____ Information shown
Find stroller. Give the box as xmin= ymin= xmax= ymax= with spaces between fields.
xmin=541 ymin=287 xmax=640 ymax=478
________
____ Information shown
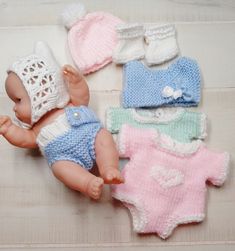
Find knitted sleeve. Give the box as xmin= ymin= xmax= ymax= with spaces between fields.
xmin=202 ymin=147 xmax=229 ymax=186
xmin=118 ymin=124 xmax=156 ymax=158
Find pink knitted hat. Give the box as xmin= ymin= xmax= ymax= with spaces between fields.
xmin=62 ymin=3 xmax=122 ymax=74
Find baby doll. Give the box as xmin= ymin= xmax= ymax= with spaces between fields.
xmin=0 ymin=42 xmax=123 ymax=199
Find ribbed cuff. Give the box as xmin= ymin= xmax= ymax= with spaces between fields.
________
[Problem details] Quote the rows from the line with "Find stroller. Give" to the line with "xmin=541 ymin=287 xmax=640 ymax=478", both included, word for word.

[Reply]
Find stroller. Give the box as xmin= ymin= xmax= ymax= with spaces between fields.
xmin=541 ymin=287 xmax=640 ymax=478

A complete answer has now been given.